EXERCISE DATA:
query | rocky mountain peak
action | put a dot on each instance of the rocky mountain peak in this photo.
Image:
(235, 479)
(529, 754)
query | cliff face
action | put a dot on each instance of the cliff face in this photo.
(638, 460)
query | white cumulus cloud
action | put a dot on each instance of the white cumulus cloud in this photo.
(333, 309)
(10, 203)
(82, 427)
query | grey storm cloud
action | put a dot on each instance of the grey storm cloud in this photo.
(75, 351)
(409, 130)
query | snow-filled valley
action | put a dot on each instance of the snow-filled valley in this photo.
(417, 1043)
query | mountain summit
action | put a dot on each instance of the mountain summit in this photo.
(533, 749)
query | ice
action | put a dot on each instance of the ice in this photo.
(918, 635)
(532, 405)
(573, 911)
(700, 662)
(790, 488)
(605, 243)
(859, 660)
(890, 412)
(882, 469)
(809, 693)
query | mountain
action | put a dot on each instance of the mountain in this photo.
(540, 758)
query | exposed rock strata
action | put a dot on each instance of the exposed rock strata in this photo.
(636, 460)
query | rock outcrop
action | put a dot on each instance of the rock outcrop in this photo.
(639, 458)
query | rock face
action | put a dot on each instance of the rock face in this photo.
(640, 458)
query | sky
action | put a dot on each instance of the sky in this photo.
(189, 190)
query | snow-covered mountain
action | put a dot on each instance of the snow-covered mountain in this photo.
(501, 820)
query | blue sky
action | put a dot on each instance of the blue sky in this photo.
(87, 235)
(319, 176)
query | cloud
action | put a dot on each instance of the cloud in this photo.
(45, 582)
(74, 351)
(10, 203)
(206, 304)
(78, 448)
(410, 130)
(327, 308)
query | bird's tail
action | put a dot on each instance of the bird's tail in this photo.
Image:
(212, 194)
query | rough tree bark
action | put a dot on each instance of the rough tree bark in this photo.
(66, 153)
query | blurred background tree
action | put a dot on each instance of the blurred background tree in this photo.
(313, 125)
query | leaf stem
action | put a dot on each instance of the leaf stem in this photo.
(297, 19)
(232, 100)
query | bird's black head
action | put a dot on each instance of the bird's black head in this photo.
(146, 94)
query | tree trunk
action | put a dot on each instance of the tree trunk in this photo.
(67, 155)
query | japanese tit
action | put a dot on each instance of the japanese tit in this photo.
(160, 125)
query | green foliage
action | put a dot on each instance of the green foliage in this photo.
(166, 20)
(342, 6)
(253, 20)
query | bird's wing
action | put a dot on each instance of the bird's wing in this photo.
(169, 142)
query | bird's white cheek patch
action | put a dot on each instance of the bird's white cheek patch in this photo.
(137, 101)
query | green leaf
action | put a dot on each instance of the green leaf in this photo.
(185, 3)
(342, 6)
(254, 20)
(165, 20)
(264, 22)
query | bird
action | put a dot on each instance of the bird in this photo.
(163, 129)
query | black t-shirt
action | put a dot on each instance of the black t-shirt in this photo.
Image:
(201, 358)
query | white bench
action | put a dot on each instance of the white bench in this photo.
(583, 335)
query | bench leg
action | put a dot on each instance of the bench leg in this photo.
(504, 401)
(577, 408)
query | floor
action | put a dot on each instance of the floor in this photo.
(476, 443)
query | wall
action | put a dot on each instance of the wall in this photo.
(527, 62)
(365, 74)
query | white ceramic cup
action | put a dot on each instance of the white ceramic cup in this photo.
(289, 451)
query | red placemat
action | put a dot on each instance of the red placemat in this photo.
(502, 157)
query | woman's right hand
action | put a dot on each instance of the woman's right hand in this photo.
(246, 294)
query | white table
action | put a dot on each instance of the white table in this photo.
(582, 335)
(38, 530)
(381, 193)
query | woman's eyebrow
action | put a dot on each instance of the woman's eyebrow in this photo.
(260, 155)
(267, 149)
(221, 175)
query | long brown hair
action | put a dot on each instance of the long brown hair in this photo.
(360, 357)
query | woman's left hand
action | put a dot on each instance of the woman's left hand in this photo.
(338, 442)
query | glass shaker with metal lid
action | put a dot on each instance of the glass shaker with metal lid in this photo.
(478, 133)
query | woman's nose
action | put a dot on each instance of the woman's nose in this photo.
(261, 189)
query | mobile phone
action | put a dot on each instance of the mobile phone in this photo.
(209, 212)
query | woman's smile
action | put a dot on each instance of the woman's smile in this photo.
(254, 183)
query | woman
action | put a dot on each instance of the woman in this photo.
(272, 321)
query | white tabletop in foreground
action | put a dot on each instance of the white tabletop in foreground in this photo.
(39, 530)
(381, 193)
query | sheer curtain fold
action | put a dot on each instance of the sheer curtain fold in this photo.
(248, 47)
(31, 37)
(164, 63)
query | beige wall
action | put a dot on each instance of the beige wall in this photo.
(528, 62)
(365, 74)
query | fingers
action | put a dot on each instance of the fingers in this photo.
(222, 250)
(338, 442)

WHAT IS BEING ASKED:
Convert every line of the rows above into a JSON array of strings, one string per line, with blank lines omitted.

OUTPUT:
[
  "query | rocky mountain peak",
  "action | put a dot on each instance of the rocky mountain peak in this photo.",
  "Image:",
  "(235, 479)",
  "(529, 754)",
  "query | cliff face",
  "action | put a dot on each instance of the cliff face in this photo.",
  "(638, 460)",
  "query | white cumulus cloud",
  "action | put a dot on each instance of the white cumulus cloud in this photo.",
  "(333, 309)",
  "(10, 203)",
  "(82, 427)",
  "query | grey storm cloud",
  "action | put a dot on each instance of the grey storm cloud in this photo.",
  "(75, 351)",
  "(409, 130)",
  "query | snow-filled valley",
  "action | put a dot on each instance of the snow-filled valley in this photo.",
  "(417, 1043)",
  "query | mountain summit",
  "action | put a dot on each instance of the mountain summit in this photo.",
  "(533, 749)",
  "query | ice",
  "action | put a dot on each instance of the ice in this photo.",
  "(918, 635)",
  "(532, 405)",
  "(573, 911)",
  "(700, 662)",
  "(790, 488)",
  "(605, 243)",
  "(859, 660)",
  "(890, 412)",
  "(882, 469)",
  "(809, 693)",
  "query | mountain",
  "action | put a dot on each instance of the mountain in this photo.",
  "(540, 758)",
  "query | exposed rock strata",
  "action | put a dot on each instance of the exposed rock strata in this photo.",
  "(636, 460)",
  "query | rock outcrop",
  "action | put a dot on each instance of the rock outcrop in this photo.",
  "(639, 458)",
  "query | rock face",
  "action | put a dot on each instance of the rock face in this photo.",
  "(640, 458)",
  "query | sky",
  "action | put a dot on each instance of the sky in this photo.",
  "(189, 190)",
  "query | snow-covered mountain",
  "action | put a dot on each instance of the snow-covered mountain in this photo.",
  "(501, 820)",
  "query | blue sky",
  "action | put a dot on each instance of the blue sky in this photo.",
  "(87, 235)",
  "(319, 176)",
  "query | cloud",
  "action | put a dot on each instance of the cloud in this photo.",
  "(45, 582)",
  "(74, 351)",
  "(10, 203)",
  "(206, 304)",
  "(78, 448)",
  "(410, 130)",
  "(327, 308)",
  "query | bird's tail",
  "action | put a dot on each instance of the bird's tail in this photo.",
  "Image:",
  "(212, 194)",
  "query | rough tree bark",
  "action | put a dot on each instance of the rough tree bark in this photo.",
  "(66, 153)",
  "query | blurred background tree",
  "action | put a dot on each instance of the blurred background tree in this photo.",
  "(313, 125)",
  "query | leaf stem",
  "action | put a dot on each instance of the leaf stem in this photo.",
  "(297, 19)",
  "(232, 100)",
  "query | bird's black head",
  "action | put a dot on each instance of the bird's black head in this photo.",
  "(146, 94)",
  "query | tree trunk",
  "action | put a dot on each instance of the tree trunk in this photo.",
  "(67, 155)",
  "query | japanese tit",
  "action | put a dot on each instance of the japanese tit in this photo.",
  "(160, 125)",
  "query | green foliage",
  "action | put a dot on each instance of the green foliage in this photo.",
  "(166, 20)",
  "(342, 6)",
  "(253, 20)",
  "query | bird's wing",
  "action | put a dot on each instance of the bird's wing in this photo.",
  "(169, 142)",
  "query | bird's white cheek patch",
  "action | put a dot on each instance of the bird's white cheek patch in this photo.",
  "(137, 101)",
  "query | green leaf",
  "action | put a dot on each instance of the green leaf in this photo.",
  "(185, 3)",
  "(342, 6)",
  "(254, 20)",
  "(165, 20)",
  "(264, 22)",
  "query | bird",
  "action | put a dot on each instance of the bird in this photo.",
  "(163, 129)",
  "query | black t-shirt",
  "action | put a dot on each instance of the black t-shirt in this photo.",
  "Image:",
  "(201, 358)",
  "query | white bench",
  "action | put a dot on each instance of the white bench in this photo.",
  "(583, 335)",
  "query | bench leg",
  "action | put a dot on each instance of the bench leg in this photo.",
  "(504, 401)",
  "(577, 408)",
  "query | floor",
  "action | put a dot on each instance of the floor in this photo.",
  "(476, 443)",
  "query | wall",
  "action | put a dot on each instance of the wall in this photo.",
  "(527, 62)",
  "(365, 74)",
  "query | white ceramic cup",
  "action | put a dot on each instance of the white ceramic cup in this photo.",
  "(289, 451)",
  "query | red placemat",
  "action | put a dot on each instance of the red placemat in this photo.",
  "(502, 157)",
  "query | woman's right hand",
  "action | put a dot on each instance of the woman's right hand in this photo.",
  "(246, 294)",
  "query | white table",
  "action | put a dot on each instance of the white table in this photo.",
  "(582, 335)",
  "(38, 530)",
  "(381, 193)",
  "query | woman's eyebrow",
  "action | put a dot on each instance of the woman's eyebrow in this photo.",
  "(260, 155)",
  "(267, 149)",
  "(221, 175)",
  "query | long brown hair",
  "action | put a dot on each instance of the long brown hair in this photo.",
  "(360, 357)",
  "query | woman's left hand",
  "action | put a dot on each instance of the woman's left hand in this photo.",
  "(338, 442)",
  "query | glass shaker with metal lid",
  "action | put a dot on each instance of the glass shaker with metal lid in this photo.",
  "(478, 133)",
  "query | woman's nose",
  "action | put a dot on each instance of the woman's nose in this photo.",
  "(261, 189)",
  "query | mobile phone",
  "action | put a dot on each instance of the mobile phone in this photo.",
  "(209, 212)",
  "query | woman's smile",
  "action | put a dot on each instance of the woman's smile in this photo.",
  "(254, 183)",
  "query | woman",
  "action | put a dot on each instance of the woman in this photo.",
  "(272, 321)",
  "query | white tabletop in foreground",
  "action | put a dot on each instance of the white tabletop in foreground in this photo.",
  "(39, 530)",
  "(381, 193)",
  "query | sheer curtain fold",
  "action | put a dot on each instance of the sheer curtain fold in this photo.",
  "(248, 47)",
  "(31, 37)",
  "(164, 63)",
  "query | beige wall",
  "action | put a dot on each instance of the beige wall in this photo.",
  "(528, 62)",
  "(365, 74)",
  "query | fingers",
  "action | put a dot on each instance of the fingers in this photo.",
  "(222, 250)",
  "(338, 442)"
]